**Passage**
I would not have categorized my post as a complaint but rather one seeking information. Now if I had said if MTH were a profitable company they would have had a buyer or the ability to set up an ESOP. But like Weaver that is not the case.


----------



## Matt Kramer (Jun 17, 2017)

I replied to a post on the OGR forum wishing a fellow member to get well, he was having health problems and really wanted to get back to work on his layout. The dictators over there deleted my post... and my forum membership with zero explanation. Ridiculous. I canceled my subscription & I only read OGR at the newsstand now and throw it back on the shelf. And any books they may have published, I pick those up secondhand. They no longer get any of my dollars.


----------



## Millstonemike (Aug 9, 2018)

peterbilt379 said:


> ... Got pssed at me cause of the american flag in my profile. Being a, vet ...


👍 Perhaps the "[email protected]#%*#@s" forgot_ why _they're able to freely run their business and the forum.


----------



## Mixed Freight (Aug 31, 2019)

**Listed entries**
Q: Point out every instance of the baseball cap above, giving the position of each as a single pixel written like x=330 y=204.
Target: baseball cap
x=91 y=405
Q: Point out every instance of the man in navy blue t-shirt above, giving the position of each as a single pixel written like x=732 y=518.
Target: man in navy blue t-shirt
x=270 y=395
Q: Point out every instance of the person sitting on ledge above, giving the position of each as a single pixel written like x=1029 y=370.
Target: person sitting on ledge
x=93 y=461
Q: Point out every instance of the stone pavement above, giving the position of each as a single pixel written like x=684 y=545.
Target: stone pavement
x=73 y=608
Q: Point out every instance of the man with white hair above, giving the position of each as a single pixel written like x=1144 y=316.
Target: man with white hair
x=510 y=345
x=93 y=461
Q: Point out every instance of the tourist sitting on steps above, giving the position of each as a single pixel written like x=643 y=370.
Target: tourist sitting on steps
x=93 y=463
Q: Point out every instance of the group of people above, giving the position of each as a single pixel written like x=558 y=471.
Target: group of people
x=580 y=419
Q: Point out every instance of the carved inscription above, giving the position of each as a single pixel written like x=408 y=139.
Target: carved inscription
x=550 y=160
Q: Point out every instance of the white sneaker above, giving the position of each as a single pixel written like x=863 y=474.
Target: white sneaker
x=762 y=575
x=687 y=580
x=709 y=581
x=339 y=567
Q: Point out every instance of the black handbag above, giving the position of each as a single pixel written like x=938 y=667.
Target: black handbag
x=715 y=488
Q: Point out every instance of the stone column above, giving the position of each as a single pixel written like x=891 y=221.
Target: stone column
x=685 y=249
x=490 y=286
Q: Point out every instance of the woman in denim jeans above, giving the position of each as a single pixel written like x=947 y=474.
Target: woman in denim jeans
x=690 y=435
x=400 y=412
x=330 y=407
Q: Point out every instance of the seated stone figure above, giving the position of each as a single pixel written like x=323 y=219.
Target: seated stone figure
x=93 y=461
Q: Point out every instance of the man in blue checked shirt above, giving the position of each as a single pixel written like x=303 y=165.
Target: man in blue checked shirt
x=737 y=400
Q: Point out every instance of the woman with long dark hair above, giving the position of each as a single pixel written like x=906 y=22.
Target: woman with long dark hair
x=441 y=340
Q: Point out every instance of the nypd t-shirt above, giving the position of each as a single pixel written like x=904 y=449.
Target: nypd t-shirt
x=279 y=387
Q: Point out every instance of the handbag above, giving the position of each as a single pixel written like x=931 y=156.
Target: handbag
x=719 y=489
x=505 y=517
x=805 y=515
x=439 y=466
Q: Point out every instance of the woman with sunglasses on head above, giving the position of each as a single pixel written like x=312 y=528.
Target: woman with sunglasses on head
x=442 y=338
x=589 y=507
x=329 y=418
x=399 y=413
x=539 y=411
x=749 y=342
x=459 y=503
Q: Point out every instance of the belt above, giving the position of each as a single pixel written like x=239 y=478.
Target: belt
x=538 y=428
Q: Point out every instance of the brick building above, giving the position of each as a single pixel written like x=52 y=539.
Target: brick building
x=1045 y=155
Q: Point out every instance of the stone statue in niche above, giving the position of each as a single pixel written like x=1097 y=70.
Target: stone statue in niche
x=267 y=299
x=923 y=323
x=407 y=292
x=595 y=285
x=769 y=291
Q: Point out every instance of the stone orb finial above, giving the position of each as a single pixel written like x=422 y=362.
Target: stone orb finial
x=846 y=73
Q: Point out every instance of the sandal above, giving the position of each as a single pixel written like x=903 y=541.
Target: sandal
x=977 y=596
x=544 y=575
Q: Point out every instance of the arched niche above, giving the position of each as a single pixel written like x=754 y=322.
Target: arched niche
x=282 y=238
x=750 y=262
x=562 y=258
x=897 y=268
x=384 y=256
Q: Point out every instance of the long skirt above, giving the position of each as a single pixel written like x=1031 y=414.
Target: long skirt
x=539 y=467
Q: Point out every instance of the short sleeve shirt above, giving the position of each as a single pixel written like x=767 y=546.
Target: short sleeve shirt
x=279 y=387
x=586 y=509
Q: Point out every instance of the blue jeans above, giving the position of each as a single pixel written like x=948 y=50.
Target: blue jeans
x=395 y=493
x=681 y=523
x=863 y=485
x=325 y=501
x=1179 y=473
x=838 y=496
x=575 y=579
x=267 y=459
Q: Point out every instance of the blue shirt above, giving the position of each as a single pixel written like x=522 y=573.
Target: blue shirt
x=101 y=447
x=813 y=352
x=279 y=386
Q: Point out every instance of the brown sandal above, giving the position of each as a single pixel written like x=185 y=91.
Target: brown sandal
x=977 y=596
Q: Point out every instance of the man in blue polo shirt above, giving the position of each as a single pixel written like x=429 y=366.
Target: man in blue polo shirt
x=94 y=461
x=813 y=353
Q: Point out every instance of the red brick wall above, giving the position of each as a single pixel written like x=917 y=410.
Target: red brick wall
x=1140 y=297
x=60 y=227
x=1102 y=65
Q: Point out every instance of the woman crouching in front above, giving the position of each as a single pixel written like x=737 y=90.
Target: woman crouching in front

**Exercise tasks**
a - Write out the model train forum thread word for word, everything from "I replied to" down to "of my dollars.".
b - Pick up the model train forum thread at the point where it stops, and keep it going.

**Outputs**
a -
I replied to a post on the OGR forum wishing a fellow member to get well, he was having health problems and really wanted to get back to work on his layout. The dictators over there deleted my post... and my forum membership with zero explanation. Ridiculous. I canceled my subscription & I only read OGR at the newsstand now and throw it back on the shelf. And any books they may have published, I pick those up secondhand. They no longer get any of my dollars.

b -
peterbilt379 said:


> I have to agree with Lee. They are really a bunch of [email protected]#%*#@S over on OGR. Got pissed at me cause of the american flag in my profile. Being a, vet it pissed me off that they threw me off. Did me a favor.


Yeah, O-gauge Nazi's, that's for sure. OGR for Elitists, or "OGRE", as I now refer to them. I got permanently booted off of there a few months ago for complaining about one of their own, a forumer who's always "Hot under the collar". Continuously insults newcomers by referring to them as "idiots" and "morons", because of newbie posting errors, which half the time isn't entirely their fault. I also have a sneaking hunch he is a self-appointed hallway monitor, and reports posts to the moderators because something doesn't meet one or more of their myriad of confusing and/or under-defined rules and regulations for posting. 

I also dropped their on-line, digital magazine subscription in 2019, plus I didn't sign up to become a "supporting member" or whatever they call it, when they came up with that money-making scheme. That probably didn't help my situation out, either. I look for the day when they require it of all forumers over there. I could go on and on with a bunch other gripes too, but I only took one "Happy Pill" today. No sense in burning it off prematurely.  

Yup, they did me a favor too.


----------



## TJSmith (Nov 16, 2015)

While not reading completely into whatever went into the Atlas/MTH discussions, Atlas did not purchase a product line but rather just parts and pieces of one.

So, MTH has to now find a buyer or buyers to purchase the rest after the lines have been canabilized.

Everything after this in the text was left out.